>> Start

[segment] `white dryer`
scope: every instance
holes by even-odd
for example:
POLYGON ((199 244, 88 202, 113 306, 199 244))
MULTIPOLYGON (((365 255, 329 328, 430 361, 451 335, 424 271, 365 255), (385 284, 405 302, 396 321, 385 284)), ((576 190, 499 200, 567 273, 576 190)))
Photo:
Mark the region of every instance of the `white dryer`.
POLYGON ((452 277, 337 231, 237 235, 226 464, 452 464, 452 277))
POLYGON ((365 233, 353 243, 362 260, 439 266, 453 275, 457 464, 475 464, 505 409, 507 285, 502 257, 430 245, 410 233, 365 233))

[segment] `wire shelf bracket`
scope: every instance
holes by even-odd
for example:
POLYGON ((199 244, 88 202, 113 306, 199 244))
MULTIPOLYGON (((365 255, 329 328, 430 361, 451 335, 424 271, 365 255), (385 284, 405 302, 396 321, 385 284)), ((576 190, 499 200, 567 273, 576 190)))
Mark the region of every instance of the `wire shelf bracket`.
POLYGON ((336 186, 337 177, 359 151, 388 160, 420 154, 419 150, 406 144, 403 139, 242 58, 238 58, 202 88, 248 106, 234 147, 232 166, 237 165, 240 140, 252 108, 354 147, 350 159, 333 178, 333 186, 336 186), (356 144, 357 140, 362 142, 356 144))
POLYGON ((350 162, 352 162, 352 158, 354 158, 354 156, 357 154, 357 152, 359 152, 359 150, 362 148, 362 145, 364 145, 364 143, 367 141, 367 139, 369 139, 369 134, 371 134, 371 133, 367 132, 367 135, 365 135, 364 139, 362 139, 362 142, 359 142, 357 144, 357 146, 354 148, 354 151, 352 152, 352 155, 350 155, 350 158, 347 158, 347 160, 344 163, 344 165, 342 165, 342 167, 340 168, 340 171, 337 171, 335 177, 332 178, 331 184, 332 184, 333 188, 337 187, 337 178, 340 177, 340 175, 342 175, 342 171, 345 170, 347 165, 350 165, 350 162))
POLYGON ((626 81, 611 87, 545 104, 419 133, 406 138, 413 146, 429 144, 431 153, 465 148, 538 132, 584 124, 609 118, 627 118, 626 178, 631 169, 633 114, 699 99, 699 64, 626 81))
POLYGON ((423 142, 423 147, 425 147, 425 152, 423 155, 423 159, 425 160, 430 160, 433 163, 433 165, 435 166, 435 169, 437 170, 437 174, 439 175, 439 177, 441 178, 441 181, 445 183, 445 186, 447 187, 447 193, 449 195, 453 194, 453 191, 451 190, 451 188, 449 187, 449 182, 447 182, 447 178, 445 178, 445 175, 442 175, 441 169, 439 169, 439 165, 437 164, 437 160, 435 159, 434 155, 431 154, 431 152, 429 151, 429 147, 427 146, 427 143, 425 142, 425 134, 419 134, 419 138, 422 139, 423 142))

>> End

* Task statement: Present all the lines of the records above as a numbered list, leaving out any blank lines.

* Task output:
1. [segment] `white dryer`
2. scope: every instance
3. holes by even-odd
4. for example:
5. POLYGON ((199 244, 88 202, 113 306, 199 244))
6. MULTIPOLYGON (((365 255, 329 328, 430 361, 451 335, 424 271, 365 255), (385 284, 405 302, 396 321, 385 284)), ((576 190, 499 200, 567 273, 576 190)))
7. Photo:
8. Mark the region of every instance of the `white dryer`.
9. POLYGON ((452 277, 337 231, 237 235, 226 464, 452 464, 452 277))
10. POLYGON ((365 233, 353 243, 362 260, 439 266, 453 275, 457 464, 475 464, 505 409, 507 285, 502 257, 430 245, 410 233, 365 233))
11. [segment] `wire shelf bracket`
12. scope: every instance
13. holes by even-odd
14. for example:
15. POLYGON ((199 244, 88 202, 113 306, 199 244))
16. MULTIPOLYGON (((365 255, 329 328, 430 361, 451 335, 424 271, 365 255), (385 284, 405 302, 396 321, 385 284)), ((576 190, 499 200, 567 273, 576 190)))
17. Mark the region of every instance of the `wire shelf bracket`.
18. POLYGON ((336 186, 337 177, 359 151, 388 160, 420 154, 419 150, 406 144, 403 139, 242 58, 238 58, 202 88, 248 106, 234 147, 232 166, 237 165, 240 140, 252 108, 354 147, 350 159, 333 178, 333 186, 336 186), (356 144, 357 140, 362 142, 356 144))
19. POLYGON ((350 162, 352 162, 352 158, 354 158, 354 156, 357 154, 357 152, 359 152, 359 150, 362 148, 362 145, 364 145, 364 143, 367 141, 367 139, 369 139, 369 134, 371 134, 371 133, 367 132, 367 135, 365 135, 364 139, 362 139, 362 142, 359 142, 357 144, 357 146, 354 148, 354 151, 352 152, 352 155, 350 155, 350 158, 347 158, 347 160, 344 163, 344 165, 342 165, 342 167, 340 168, 340 171, 337 171, 335 177, 332 178, 331 184, 332 184, 333 188, 337 187, 337 178, 340 177, 340 175, 342 175, 342 171, 345 170, 347 165, 350 165, 350 162))
20. POLYGON ((626 81, 611 87, 545 104, 419 133, 406 138, 413 146, 429 144, 431 153, 465 148, 538 132, 584 124, 609 118, 627 118, 626 178, 631 169, 633 114, 699 99, 699 64, 626 81))
21. POLYGON ((423 142, 423 147, 425 147, 425 152, 423 155, 423 159, 425 160, 430 160, 433 163, 433 165, 435 166, 435 169, 437 170, 437 174, 439 175, 439 177, 441 178, 441 181, 445 183, 445 186, 447 187, 447 193, 449 195, 453 194, 453 191, 451 190, 451 188, 449 187, 449 182, 447 182, 447 178, 445 178, 445 175, 442 175, 441 169, 439 169, 439 165, 437 164, 437 160, 435 159, 434 155, 431 154, 431 152, 429 151, 429 147, 427 146, 427 143, 425 142, 425 134, 419 134, 419 138, 422 139, 423 142))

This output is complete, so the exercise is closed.